670 reviews86 followers
April 27, 2013
Athas is a harsh, depleted land, and most places only survive due to the web of trade that crisscrosses the Tablelands like the veins and arteries that weave their way through a human body. So, doing a supplement on trading only makes sense, and Dune Trader manages to avoid a lot of the problems that books about economics in RPGs tend to fall into.

For one thing, the actual rules for dealing with trading are pretty simple. There's a chart showing the relative costs for goods in different cities and a way to determine random fluctuations in pricing, and a slight expansion of the barter rules in the class abilites for traders (about which more later), but most of the book is instead a gazetteer of the various merchant houses of the Tablelands, both big and small. The large ones actually tended to be more benevolent than I would have expected Athas' equivalent of major corporations to be, but the explanation given is that the ones that refuse to smuggle or deal in slaves tended to be founded by former slaves or adventurers and maintain their founders' moral codes. Of course, it may also just be a reflection of the infamous 2nd edition shift towards sanitizing D&D. There are seven major houses given, and a smattering of minor ones, plus some suggestions as to how the players would go about founding one.

I really like that part. The typical Dark Sun starting position of escaped slaves can get trying after doing it more than a couple times, and the player characters being the founders of a merchant organization provides plenty of the same difficulties as being slaves: resources are scarce, there are enemies on all sides, their fortunes can turn on a single incident, and they'll have to do most of the work for what they earn themselves. Also, it's a great excuse to travel across Athas and run into all kinds of shenannigans, which the book actually makes a point specifically about. The trading campaign should be an excuse to get the characters into different adventures, it says, not an exercise in manipulating spreadsheets and ledgers.

There's also descriptions of two elven tribes, one primarily mercantile and one tribe of raiders that's recently started trading, and an in-depth description of an elven market and how they manage to to offer contraband goods right under the sorcerer-kings' noses.

Task to complete = Quote the passage in the Dune Trader review above that begins with the words containing "I really like" and ends with "spreadsheets and ledgers.".

Dataset rows on where objects appear =

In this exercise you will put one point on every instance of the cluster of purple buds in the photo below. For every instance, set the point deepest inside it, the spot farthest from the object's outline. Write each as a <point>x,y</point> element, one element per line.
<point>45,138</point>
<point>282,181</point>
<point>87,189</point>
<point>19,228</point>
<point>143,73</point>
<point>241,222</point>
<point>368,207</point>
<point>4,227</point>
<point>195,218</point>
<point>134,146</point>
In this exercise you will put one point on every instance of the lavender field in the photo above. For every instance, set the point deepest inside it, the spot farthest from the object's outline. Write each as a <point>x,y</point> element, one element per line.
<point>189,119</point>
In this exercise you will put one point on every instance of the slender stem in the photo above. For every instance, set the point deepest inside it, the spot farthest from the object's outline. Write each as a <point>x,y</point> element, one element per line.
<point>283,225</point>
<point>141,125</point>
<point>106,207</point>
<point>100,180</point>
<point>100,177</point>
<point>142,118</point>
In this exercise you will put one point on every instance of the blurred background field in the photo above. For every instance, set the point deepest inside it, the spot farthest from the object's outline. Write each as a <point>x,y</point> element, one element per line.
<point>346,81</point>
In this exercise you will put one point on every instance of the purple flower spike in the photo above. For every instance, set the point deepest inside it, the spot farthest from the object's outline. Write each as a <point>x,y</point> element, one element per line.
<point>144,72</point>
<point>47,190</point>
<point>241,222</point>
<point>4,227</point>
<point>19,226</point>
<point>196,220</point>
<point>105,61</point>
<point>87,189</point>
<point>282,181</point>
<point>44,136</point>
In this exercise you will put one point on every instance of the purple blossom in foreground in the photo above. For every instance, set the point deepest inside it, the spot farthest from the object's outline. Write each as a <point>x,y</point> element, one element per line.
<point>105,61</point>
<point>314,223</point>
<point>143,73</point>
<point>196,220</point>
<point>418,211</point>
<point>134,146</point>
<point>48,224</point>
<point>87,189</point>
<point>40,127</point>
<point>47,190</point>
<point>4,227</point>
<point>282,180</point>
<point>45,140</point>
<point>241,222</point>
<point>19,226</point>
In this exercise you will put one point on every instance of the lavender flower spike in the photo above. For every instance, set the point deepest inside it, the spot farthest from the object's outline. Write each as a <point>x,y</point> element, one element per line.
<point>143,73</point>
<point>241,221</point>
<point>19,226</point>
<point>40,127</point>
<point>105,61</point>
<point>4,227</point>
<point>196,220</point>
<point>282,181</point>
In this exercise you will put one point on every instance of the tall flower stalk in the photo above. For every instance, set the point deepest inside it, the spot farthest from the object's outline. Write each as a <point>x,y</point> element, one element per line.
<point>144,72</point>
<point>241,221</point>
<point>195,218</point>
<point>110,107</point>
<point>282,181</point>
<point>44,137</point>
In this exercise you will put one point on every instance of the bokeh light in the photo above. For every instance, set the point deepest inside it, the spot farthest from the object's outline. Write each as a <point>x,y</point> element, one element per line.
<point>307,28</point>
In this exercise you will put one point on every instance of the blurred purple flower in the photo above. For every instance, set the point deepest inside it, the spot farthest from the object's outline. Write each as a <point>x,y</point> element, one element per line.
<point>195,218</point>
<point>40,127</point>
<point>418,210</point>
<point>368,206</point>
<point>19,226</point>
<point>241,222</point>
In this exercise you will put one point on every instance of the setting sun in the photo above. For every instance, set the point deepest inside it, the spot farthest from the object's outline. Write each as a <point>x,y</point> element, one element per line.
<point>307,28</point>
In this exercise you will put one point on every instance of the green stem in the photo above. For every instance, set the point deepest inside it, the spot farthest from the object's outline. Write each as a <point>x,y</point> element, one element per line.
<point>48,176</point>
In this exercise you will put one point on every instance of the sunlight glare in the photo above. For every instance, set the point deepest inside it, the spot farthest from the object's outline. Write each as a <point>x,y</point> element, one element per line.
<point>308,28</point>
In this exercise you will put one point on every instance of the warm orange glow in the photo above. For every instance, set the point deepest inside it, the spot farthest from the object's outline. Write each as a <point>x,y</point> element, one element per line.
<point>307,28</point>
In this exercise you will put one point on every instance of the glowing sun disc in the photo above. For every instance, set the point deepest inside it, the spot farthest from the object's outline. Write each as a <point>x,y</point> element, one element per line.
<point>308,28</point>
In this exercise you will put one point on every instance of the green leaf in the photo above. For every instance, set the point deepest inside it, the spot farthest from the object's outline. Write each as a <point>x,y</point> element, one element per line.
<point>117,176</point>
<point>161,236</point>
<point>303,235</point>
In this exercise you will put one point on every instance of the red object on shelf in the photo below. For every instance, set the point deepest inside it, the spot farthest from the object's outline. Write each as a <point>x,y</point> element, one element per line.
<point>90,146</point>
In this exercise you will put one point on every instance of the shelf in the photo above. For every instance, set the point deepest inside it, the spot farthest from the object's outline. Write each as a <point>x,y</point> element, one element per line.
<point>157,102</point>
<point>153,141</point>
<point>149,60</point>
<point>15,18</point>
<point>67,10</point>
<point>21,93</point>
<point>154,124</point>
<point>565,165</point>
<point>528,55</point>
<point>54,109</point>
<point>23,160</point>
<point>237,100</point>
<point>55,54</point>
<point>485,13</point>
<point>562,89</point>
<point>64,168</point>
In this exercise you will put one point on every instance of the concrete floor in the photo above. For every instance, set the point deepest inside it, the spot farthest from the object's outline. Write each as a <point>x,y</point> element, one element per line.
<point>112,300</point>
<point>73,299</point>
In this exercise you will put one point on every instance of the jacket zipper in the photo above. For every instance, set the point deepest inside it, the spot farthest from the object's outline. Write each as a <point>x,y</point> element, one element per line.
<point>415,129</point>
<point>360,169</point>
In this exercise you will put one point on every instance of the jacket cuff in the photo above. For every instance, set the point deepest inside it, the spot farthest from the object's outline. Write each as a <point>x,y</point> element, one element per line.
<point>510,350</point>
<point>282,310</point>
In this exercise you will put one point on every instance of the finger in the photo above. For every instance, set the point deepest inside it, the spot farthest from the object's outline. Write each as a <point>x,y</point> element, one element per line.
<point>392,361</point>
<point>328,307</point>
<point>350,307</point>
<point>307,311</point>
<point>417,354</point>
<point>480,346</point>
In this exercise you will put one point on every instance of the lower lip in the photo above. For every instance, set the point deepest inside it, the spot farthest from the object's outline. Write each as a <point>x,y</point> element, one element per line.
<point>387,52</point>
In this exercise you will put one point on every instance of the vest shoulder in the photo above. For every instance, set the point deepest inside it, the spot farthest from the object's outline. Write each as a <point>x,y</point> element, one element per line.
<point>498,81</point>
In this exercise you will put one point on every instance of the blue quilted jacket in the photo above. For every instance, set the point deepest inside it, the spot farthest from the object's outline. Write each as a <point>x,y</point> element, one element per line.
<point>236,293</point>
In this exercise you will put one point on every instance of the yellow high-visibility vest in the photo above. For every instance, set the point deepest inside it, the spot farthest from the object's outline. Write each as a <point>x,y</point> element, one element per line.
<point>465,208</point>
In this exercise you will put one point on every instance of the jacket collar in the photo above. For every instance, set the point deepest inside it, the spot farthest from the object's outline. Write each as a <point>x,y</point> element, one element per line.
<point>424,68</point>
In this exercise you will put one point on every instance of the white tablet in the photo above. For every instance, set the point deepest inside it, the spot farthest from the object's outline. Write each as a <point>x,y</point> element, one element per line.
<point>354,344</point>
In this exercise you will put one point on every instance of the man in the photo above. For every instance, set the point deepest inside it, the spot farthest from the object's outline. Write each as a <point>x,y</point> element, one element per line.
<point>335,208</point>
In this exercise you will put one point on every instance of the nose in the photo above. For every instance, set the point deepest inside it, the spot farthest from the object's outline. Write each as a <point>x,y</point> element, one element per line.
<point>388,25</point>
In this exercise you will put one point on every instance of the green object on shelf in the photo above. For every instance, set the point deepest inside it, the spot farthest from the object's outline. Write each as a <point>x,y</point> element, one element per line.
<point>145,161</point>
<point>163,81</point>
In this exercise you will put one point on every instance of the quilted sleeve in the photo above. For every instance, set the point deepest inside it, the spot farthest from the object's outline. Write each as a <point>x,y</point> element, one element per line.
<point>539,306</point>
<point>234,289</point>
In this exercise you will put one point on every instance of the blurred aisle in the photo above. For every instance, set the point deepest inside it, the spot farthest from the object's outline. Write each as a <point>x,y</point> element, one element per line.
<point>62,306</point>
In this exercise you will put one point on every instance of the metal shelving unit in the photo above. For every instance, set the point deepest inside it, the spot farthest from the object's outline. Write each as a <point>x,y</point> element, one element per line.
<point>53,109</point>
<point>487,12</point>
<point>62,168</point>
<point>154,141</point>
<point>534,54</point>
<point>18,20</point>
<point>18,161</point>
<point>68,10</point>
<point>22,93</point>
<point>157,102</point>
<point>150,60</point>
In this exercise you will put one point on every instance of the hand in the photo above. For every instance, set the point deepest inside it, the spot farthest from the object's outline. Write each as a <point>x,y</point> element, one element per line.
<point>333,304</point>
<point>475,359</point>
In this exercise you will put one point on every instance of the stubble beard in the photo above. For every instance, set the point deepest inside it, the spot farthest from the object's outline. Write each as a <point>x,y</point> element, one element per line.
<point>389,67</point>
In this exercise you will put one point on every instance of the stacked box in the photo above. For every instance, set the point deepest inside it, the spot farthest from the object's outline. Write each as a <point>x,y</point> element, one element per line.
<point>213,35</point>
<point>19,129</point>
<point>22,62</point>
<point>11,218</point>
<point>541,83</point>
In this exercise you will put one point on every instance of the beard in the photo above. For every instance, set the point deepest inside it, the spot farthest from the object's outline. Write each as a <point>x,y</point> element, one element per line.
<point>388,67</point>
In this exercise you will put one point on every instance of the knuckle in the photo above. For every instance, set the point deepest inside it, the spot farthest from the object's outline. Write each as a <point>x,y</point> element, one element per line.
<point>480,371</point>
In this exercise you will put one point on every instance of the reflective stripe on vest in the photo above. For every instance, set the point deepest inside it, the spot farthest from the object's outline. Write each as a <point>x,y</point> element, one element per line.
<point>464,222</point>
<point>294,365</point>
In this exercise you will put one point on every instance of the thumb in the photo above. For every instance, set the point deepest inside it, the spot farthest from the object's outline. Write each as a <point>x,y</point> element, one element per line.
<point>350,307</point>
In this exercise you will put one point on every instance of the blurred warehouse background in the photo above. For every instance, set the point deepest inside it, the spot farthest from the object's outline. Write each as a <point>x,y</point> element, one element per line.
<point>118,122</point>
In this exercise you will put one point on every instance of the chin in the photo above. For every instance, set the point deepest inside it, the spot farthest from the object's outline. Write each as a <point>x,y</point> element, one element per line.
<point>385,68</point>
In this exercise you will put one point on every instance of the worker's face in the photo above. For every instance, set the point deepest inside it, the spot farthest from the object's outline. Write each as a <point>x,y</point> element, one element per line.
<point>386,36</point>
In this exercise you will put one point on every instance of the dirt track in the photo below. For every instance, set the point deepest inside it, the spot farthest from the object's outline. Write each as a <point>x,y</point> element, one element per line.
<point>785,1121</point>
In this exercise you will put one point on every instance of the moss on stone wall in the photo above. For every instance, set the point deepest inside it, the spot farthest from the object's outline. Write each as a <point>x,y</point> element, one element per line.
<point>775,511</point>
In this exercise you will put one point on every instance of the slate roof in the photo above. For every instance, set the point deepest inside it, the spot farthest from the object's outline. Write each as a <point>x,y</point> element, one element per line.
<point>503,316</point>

Final result =
I really like that part. The typical Dark Sun starting position of escaped slaves can get trying after doing it more than a couple times, and the player characters being the founders of a merchant organization provides plenty of the same difficulties as being slaves: resources are scarce, there are enemies on all sides, their fortunes can turn on a single incident, and they'll have to do most of the work for what they earn themselves. Also, it's a great excuse to travel across Athas and run into all kinds of shenannigans, which the book actually makes a point specifically about. The trading campaign should be an excuse to get the characters into different adventures, it says, not an exercise in manipulating spreadsheets and ledgers.